-------- Source passage

The role of electronic brains

True, it does have an engaging output format. But, the content is descriptive information common in the literature searched. And, it is useful in education and data searches. May even be unique and revealing. But it is still search engine

What does it do with this?

My following comments are directed at the authors of the cited article. Not at @Crane who I thank for that cite.

Hey there you friggin “geniuses” (morons more like) at Forbes: Your three criteria apply to every software project from a payroll system to a parking garage kiosk. And substantially every enterprise IT system fails utterly on all 3 criteria. Short sighted management does not value clean data, they do not value responsible implementation, and they sure as hell don’t partner with IT on a strategic level. Instead IT is a cost to be minimized and a problem to be ignored. Even if your company is ostensibly in the IT business.

You (Forbes) have delivered pure pabulum for executives and executive wannabes to feel better about the next project they’re going to doom from the start by their intellectually lazy pursuit of short term cashflow only.

Harrumph!!1!

When I get access to GPT-4v I’d be happy to try it. But I’ve seen it solve much more complex images than that.

Have a look at this:

https://www.reddit.com/r/ChatGPT/comments/16vgrh6/gpt4v_shows_understanding_of_electronics/

Simple circuit. Be interesting to see what it does.

Oh, so true. Management types wouldn’t know clean data if it bit them. They’ll back responsible implementation so long as it doesn’t exceed their unrealistic deadlines and budgets - then corners start getting cut. Ditto for the “strategic partnership” which works fine until IT asks for a budget that will get the job done even when the C-suite people aren’t with it enough to know the work needs to be done.
Perfect example was MGM, who starved IT and thus security, which was a great idea until the North Koreans broke into their computers and published their private emails.

Per your link: GPT comments on the function of diode D1, but fails to notice that the diode is in backwards. Also D1 is in the wrong place. It should be on the power input pin before the regulator.

Couldn’t this also be said of humans? We can sift through zillions of bits of data in our brains and winnow out the best answer in response to a query.

Yes, all brains are search engines, but all search engines are not brains. Forgive the cliche, but it fits. GPT mechanically replicates some human activity. We should regard it in that context - an awesome software achievement.

Do you believe AI will someday gain consciousness? Become self-aware?

We still lack a clear understanding of how these phenomena arise in animals, let alone in machines. However, I think it is possible that AI will eventually reach this level of intelligence, but it may require some form of organic integration. If it does, I believe the form it takes will be completely alien to us, considering we don’t share a common ancestor—but it’s likely to be superior (deeper) to ours.

I do not believe that it is reasonable to assume that consciousness/self-awareness are per se dependent on intelligence. We see evidence of consciousness in the most basic of animals, which suggests that it is not directly tied to reason.
      Programming the equivalent of self-awareness is actually fairly trivial and can be done in basic logic (does not require elaborate neural-net designs). There is no test that can inform us that programmed self-awareness in terms of what we understand it to be, any more than you can confirm that I am truly conscious and self aware rather than a fair simulation.

----------------
-------- Supplied data

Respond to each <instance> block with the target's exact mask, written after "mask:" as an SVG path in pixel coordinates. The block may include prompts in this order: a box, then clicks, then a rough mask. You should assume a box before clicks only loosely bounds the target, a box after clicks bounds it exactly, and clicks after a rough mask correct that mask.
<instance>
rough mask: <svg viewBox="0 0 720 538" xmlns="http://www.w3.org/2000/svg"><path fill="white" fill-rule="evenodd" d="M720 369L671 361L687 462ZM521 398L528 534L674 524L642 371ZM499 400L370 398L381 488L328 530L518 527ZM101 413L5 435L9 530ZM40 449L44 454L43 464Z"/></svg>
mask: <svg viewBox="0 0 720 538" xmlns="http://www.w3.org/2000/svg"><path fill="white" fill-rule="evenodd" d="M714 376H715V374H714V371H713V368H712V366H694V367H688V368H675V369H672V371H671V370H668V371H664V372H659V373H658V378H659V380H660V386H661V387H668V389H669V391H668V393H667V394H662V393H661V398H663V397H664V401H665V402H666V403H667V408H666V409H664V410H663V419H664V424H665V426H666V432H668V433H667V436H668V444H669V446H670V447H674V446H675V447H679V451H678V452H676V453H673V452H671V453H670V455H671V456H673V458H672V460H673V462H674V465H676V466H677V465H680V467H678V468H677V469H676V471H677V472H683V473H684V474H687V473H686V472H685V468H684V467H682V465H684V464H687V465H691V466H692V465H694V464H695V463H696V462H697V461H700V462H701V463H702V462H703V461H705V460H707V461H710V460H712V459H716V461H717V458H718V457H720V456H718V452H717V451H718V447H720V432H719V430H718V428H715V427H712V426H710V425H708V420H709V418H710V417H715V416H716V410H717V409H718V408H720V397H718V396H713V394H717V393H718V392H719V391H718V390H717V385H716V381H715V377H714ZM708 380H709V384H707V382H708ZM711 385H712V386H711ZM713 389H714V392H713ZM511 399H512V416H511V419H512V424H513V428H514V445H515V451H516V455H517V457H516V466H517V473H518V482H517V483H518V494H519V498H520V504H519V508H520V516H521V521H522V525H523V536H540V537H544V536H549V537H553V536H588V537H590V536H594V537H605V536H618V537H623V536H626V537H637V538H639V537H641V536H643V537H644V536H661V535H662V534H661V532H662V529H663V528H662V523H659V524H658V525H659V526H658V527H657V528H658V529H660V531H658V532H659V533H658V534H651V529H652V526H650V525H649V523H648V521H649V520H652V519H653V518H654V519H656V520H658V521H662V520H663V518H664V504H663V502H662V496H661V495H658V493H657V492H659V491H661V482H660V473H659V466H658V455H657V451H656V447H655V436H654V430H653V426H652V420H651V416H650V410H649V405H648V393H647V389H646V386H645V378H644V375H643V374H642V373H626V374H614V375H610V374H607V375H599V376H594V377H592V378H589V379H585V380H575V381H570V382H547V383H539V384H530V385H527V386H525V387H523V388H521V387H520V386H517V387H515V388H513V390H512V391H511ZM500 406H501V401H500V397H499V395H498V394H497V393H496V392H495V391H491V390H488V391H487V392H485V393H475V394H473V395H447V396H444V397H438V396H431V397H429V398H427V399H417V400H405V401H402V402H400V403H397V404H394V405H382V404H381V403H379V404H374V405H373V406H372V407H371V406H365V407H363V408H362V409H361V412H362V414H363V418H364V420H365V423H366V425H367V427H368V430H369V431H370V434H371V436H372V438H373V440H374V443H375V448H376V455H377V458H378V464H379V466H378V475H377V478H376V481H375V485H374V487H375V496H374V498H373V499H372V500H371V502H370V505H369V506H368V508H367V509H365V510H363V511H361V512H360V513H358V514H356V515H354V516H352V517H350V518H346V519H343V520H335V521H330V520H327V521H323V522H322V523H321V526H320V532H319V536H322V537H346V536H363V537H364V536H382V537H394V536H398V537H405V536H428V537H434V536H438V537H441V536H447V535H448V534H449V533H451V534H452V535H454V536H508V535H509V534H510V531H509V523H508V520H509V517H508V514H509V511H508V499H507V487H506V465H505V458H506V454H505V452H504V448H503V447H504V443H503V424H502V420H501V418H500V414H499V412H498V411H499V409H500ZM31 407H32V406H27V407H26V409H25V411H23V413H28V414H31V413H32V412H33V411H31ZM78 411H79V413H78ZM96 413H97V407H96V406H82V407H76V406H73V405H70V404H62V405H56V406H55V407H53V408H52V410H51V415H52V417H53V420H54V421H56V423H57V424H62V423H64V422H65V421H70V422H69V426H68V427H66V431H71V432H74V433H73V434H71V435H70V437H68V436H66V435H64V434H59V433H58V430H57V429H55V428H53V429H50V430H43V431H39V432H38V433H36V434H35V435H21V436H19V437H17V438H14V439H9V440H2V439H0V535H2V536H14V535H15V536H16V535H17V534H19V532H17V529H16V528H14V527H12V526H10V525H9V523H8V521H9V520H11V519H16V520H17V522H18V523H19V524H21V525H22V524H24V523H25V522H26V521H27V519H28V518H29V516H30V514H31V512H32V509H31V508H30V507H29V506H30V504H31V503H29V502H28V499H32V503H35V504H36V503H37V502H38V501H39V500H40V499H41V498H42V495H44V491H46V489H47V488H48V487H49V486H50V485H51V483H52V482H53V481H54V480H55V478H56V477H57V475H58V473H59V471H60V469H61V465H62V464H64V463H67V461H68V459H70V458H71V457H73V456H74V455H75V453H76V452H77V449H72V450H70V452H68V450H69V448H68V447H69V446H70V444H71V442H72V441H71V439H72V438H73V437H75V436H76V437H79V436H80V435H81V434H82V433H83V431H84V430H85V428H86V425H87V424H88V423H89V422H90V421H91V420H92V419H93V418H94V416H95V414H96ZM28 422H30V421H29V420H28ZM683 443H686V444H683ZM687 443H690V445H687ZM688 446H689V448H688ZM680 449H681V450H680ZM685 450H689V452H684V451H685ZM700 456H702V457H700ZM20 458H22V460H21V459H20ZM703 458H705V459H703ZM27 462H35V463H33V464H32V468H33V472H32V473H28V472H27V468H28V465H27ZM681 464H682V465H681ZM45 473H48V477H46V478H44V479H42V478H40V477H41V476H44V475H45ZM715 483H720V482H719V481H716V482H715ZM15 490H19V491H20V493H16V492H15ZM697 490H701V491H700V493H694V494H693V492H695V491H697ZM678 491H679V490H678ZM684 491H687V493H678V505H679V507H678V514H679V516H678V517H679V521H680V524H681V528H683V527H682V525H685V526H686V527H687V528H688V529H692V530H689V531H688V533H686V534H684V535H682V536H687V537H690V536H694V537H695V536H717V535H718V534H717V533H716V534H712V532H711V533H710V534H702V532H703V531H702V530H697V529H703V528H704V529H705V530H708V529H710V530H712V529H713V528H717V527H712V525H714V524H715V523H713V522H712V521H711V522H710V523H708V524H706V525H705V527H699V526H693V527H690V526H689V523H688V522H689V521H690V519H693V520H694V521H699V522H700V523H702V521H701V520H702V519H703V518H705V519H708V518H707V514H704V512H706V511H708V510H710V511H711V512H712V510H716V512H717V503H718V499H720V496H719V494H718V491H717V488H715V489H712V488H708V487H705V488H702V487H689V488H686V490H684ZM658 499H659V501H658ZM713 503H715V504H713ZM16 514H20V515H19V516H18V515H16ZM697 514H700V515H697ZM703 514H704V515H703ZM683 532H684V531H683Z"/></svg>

----------------

(Exercises):
[1] In the discussion on electronic brains, what does GPT fail to notice about diode D1?
[2] Decide whether each statement below agrees with the discussion on electronic brains. Answer yes or no, and quote the words of the text that settle it.
(a) MGM is said to have starved IT and therefore security.
(b) One commenter says programming self-awareness requires elaborate neural-net designs.
(c) The reply to Forbes says its three criteria apply only to AI projects.
[3] Carry on the discussion on electronic brains from its final comment, in the same informal forum style.

(Results by task):
[1] It fails to notice that the diode is in backwards.

[2]
(a) Yes: "MGM, who starved IT and thus security"
(b) No: "can be done in basic logic (does not require elaborate neural-net designs)"
(c) No: "Your three criteria apply to every software project from a payroll system to a parking garage kiosk."

[3]
      Some of us like to say that consciousness/self-awareness is an emergent property of sufficiently-developed intelligence, while I take the position that abstract intelligence, at least biologically, is the emergent decoration.

I believe the Forbes article is a cautionary tale that agrees with you and LSL.

It is not it’s job to do so:

keep in mind Chat-GPT is a Language model … so it’s job is to verbalize “things” … it doesn’t claim to be an electronics specialist.

Things will get interesting if we get into multi-modal models … (e.g. electrónics AI or medical image interpretation AI integrating with LLM model) … then it should take notice of that … (and possibly propose better solutions - if possible)

but AFAIU - once there are microprocessors in the schematics, all bets are off, as neither you nor the AI can see the program that drives the microprocessor and hence has no way to know what it does

kindalike looking at a motherboard of a PC and not knowing if you play tetris or use excel.

Some researchers argue that even insects have a basic form of consciousness, based on their brain structures and behaviors. Self-awareness, on the other hand, is a higher-order mental state that involves the ability to reflect on one’s own thoughts, feelings, and actions. Only a few species are believed to be self aware.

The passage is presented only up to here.